Task item: Set the entries below down again, please. Match them exactly.

Records to use:
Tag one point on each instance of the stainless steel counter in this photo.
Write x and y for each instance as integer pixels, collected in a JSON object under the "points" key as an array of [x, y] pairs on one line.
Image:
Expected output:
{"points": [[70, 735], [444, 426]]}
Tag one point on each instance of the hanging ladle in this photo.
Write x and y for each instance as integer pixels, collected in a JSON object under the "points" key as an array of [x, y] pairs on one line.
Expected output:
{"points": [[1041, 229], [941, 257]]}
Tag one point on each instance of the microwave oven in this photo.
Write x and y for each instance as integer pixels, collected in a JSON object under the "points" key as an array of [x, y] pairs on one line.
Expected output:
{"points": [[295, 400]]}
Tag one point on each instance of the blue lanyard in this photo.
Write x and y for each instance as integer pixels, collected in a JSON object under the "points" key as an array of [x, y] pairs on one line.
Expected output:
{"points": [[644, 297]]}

Final answer:
Tag one point on each instance of the stainless steel counter in this photo.
Write x and y for each instance as integer pixels, collected in a JSON object under the "points" key as an array of [x, y] pairs on one line.
Image:
Expected output:
{"points": [[70, 735], [444, 426]]}
Tag one point on each instance of the hanging ladle in this photo.
Write x and y for each instance as integer pixels, collected in a JSON object under the "points" key as an array of [x, y] pairs on one line.
Expected output:
{"points": [[1041, 229], [941, 257]]}
Tag one point on each instance of the microwave oven in this photo.
Write x and y for each instance as integer pixels, collected in a JSON object under the "points" key as an array of [x, y] pairs on one line.
Expected output:
{"points": [[295, 400]]}
Tag one point on each instance of the blue lanyard in this photo.
Write x and y for each instance as integer pixels, collected in a JSON object under the "points" key as an array of [x, y] pairs on one line.
Expected output:
{"points": [[644, 297]]}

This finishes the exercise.